La consigne: Indiquez, d'après le texte fourni, sous quel arbre Josée s'étendait autrefois, près de la maison.

Texte fourni:

━━━━━━━━

A contre-jour
Lundi 6 janvier 2014
Un peu de ciel et un bout d’horizon avec les arbres de l’enfance, en ce jour de passage des rois mages…
« Sur le ciel bleu cru de Key Largo, le palétuvier se détachait en noir, à contre-jour, et sa forme desséchée, stéréotypée n’évoquait en rien un arbre mais plutôt un insecte infernal. Josée soupira, referma les yeux. Les vrais arbres étaient loin, à présent, et surtout le peuplier de jadis, ce peuplier isolé, au bas d’un champ, près de la maison. Elle s’étendait dessous, les pieds contre le tronc, elle regardait les centaines de petites feuilles agitées par le vent, pliant ensemble et très haut, la tête de l’arbre, toujours sur le point de s’envoler, semblait-il, dans sa minceur. Elle avait quel âge, quatorze, quinze ans ? Ou bien, elle s’appuyait contre lui, la tête entre les mains, la bouche contre l’écorce rugueuse, elle se chuchotait des promesses, elle respirait sa propre haleine dans ce trouble de l’adolescence, dans cet effroi du futur et dans cette assurance. »
Françoise Sagan, Les merveilleux nuages, Julliard, p. 13-14
Raconter
Dimanche 5 janvier 2014
La Fontebranda est une fontaine magique : l’été, elle parle. Après tout, les fontaines sont souvent des lieux fréquentés par les fées, tout le monde le sait. Pour moi, je n’ai rien entendu d’autre que le murmure de l’eau et la mémoire de Sainte Catherine de Sienne, mais cette petiote s’est chargée de les raconter, elle, les histoires. C’était à son papa et dans une autre langue, mais j’en ai profité ! Cela me ramène à Agnès Desarthe qui dit si bien le pouvoir de l’imagination dans les petites têtes :
« Ce que je préfère, avec les histoires, c’est me les raconter à moi-même. Je considère la rêverie comme une activité à part entière. Je la pratique avec assiduité et maniaquerie ; il me faut une certaine pose, une vue dégagée, une qualité particulière de brouhaha. L’endroit le plus propice est la voiture de mes parents. Nous roulons vers la campagne et je profite de mon droit d’aînesse sur ma petite sœur pour occuper la place près de la fenêtre. J’appuie mon front contre la vitre froide, je perds consciencieusement mes yeux dans le décor : rambarde, bas-côté, herbe pelée, talus, maisons, voies ferrées, ciel. J’enclenche le mécanisme. Je quitte l’habitacle de l’auto, je laisse ma famille derrière moi, je deviens le tout et le rien, l’univers et les personnages qui le peuplent. Une ruine au bord de l’autoroute A6 se change en château hanté, mon propre regard croisé dans le rétroviseur devient celui de la sirène, de la licorne, de la fée. »

━━━━━━━━

Données fournies:
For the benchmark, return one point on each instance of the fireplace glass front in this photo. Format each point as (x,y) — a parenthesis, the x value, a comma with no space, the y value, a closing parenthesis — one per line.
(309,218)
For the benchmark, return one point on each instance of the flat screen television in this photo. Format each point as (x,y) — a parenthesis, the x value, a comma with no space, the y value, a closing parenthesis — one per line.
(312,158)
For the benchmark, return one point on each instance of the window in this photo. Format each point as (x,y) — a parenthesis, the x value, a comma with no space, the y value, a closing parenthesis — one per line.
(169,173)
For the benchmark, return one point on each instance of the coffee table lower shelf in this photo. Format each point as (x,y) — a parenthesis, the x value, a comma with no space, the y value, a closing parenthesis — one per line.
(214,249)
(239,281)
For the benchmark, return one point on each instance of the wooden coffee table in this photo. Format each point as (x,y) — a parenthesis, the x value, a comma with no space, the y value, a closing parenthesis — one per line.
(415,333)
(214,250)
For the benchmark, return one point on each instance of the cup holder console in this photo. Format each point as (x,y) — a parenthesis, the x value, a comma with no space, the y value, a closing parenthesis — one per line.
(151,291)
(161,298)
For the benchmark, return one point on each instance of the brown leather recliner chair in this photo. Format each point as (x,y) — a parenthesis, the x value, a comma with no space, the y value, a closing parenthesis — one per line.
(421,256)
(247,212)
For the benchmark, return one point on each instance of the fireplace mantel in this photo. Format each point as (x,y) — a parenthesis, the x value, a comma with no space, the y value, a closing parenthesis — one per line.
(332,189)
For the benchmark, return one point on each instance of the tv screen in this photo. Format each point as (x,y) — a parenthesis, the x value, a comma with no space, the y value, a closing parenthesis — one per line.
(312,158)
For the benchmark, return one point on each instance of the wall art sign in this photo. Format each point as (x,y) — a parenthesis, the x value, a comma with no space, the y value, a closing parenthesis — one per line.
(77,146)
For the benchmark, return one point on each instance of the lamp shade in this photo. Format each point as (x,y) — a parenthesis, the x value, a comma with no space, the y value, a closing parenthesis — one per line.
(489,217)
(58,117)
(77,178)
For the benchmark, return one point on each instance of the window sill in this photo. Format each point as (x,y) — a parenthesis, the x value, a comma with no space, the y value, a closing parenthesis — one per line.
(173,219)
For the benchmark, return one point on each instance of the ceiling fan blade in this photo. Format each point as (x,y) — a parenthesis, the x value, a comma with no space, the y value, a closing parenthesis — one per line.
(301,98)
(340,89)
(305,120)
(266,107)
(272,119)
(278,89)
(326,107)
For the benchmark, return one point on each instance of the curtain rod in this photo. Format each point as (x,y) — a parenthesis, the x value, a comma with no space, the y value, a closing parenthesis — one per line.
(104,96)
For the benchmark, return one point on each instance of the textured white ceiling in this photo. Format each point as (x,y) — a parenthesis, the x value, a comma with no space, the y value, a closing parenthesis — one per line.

━━━━━━━━

Solution détaillée: Sous un peuplier isolé, au bas d'un champ.